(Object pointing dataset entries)
===
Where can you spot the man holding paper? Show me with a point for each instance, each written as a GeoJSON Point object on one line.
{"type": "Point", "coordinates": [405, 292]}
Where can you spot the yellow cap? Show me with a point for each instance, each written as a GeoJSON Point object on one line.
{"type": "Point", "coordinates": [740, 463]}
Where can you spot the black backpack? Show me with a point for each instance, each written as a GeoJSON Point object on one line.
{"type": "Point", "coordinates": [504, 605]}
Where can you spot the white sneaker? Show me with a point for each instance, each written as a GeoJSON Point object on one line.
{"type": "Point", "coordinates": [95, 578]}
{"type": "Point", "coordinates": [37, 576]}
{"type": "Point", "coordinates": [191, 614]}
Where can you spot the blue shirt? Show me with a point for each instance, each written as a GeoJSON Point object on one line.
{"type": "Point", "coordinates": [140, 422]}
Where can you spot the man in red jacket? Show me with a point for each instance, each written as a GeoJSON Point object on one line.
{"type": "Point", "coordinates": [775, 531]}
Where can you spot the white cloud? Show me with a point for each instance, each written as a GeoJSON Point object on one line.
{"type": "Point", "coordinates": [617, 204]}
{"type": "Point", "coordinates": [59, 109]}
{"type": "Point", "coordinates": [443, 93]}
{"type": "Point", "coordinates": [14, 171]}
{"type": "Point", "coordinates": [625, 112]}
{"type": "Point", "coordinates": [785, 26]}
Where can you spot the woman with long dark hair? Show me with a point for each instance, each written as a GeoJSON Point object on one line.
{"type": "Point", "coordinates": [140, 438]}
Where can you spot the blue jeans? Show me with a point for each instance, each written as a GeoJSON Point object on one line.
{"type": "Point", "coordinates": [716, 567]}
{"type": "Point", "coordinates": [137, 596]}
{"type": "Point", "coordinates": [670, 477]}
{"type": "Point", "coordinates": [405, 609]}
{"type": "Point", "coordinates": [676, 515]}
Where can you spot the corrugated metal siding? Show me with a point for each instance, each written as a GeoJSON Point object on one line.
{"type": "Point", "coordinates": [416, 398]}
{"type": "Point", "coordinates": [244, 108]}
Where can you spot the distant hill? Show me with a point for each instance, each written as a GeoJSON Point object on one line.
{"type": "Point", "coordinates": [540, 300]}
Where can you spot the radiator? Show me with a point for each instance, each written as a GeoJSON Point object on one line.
===
WHAT YOU NEED TO DO -
Can you convert every line of the entries above into a numbered list, leaving out any blank lines?

FINISHED TASK -
1. Where can you spot the man holding paper? Show me with a point for each instance, each written as a GeoJSON Point object on one line.
2. {"type": "Point", "coordinates": [405, 292]}
3. Where can you spot the yellow cap? Show me with a point for each instance, each written as a GeoJSON Point object on one line.
4. {"type": "Point", "coordinates": [740, 463]}
5. Where can you spot the black backpack? Show me with a point for each instance, each written as a GeoJSON Point object on one line.
6. {"type": "Point", "coordinates": [504, 605]}
7. Where can you spot the white sneaker? Show me with a point for each instance, each written as a GeoJSON Point object on one line.
8. {"type": "Point", "coordinates": [95, 578]}
9. {"type": "Point", "coordinates": [37, 576]}
10. {"type": "Point", "coordinates": [191, 614]}
11. Where can you spot the blue shirt? Show me with a point for each instance, each written as a GeoJSON Point object on one line.
12. {"type": "Point", "coordinates": [140, 422]}
13. Where can you spot the man in red jacket? Show me with a point for each instance, each written as a GeoJSON Point object on one line.
14. {"type": "Point", "coordinates": [775, 531]}
15. Where can you spot the white cloud? Show me with a point for each instance, each written as a GeoJSON Point object on one line.
16. {"type": "Point", "coordinates": [617, 204]}
17. {"type": "Point", "coordinates": [59, 109]}
18. {"type": "Point", "coordinates": [443, 93]}
19. {"type": "Point", "coordinates": [14, 171]}
20. {"type": "Point", "coordinates": [625, 112]}
21. {"type": "Point", "coordinates": [785, 26]}
22. Where can you spot the woman with long dark hair? Show me with a point for each instance, each written as a GeoJSON Point object on one line.
23. {"type": "Point", "coordinates": [140, 438]}
24. Where can you spot the blue jeans? Show me with a point for each instance, each written as a GeoJSON Point object on one line.
25. {"type": "Point", "coordinates": [716, 567]}
26. {"type": "Point", "coordinates": [137, 596]}
27. {"type": "Point", "coordinates": [670, 477]}
28. {"type": "Point", "coordinates": [405, 609]}
29. {"type": "Point", "coordinates": [676, 515]}
30. Where can you spot the corrugated metal siding? Show me with a point for each instance, each written as a GeoJSON Point object on one line.
31. {"type": "Point", "coordinates": [416, 398]}
32. {"type": "Point", "coordinates": [244, 108]}
33. Where can you spot the distant hill? Show me with a point for each instance, each written as a GeoJSON Point object on one line.
34. {"type": "Point", "coordinates": [540, 300]}
35. Where can you spot the radiator? Show me with a point for each instance, each written as a GeoJSON Point object on one line.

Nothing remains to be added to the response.